● DATASET EXTRACT
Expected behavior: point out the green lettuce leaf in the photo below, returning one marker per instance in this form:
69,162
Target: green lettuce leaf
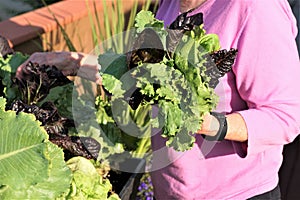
31,167
87,183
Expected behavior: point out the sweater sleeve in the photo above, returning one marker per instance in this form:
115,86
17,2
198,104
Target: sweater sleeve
267,74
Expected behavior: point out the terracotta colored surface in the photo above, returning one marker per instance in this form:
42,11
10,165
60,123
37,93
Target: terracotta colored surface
38,31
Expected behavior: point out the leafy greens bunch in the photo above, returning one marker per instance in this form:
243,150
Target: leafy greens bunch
172,69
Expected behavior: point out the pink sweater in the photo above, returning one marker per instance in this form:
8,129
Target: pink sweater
264,87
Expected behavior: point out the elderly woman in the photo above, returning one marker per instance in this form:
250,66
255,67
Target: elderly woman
259,108
261,103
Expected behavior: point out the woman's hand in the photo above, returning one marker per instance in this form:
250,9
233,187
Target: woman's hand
69,63
236,127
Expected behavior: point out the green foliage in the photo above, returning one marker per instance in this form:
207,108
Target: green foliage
31,167
178,84
87,183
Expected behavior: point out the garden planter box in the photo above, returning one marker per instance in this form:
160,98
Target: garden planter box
38,31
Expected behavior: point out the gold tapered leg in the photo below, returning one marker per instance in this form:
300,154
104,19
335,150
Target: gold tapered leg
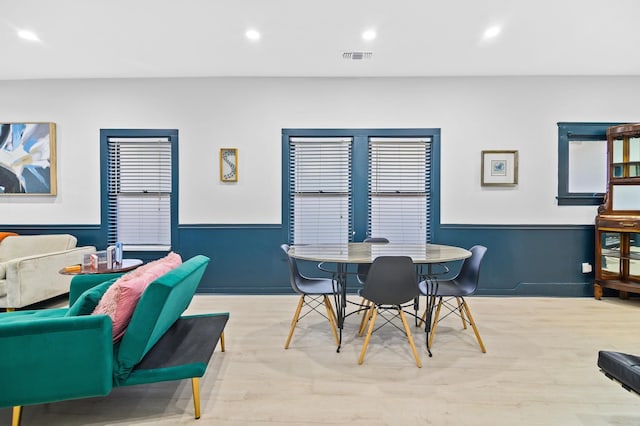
434,324
332,318
195,386
372,323
294,321
461,312
473,325
17,415
413,346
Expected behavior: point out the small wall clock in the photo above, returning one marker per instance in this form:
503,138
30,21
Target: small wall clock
229,164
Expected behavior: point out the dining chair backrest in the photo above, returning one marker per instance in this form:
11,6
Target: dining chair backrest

● YOUR ASSIGNMENT
Find the word "dining" in the records. Copy every line it appears in.

● EXPECTED ANSWER
Expected behavior: point out the dining chair backrest in the photo above, returning one marker per instance in this form:
Target: dining chair backrest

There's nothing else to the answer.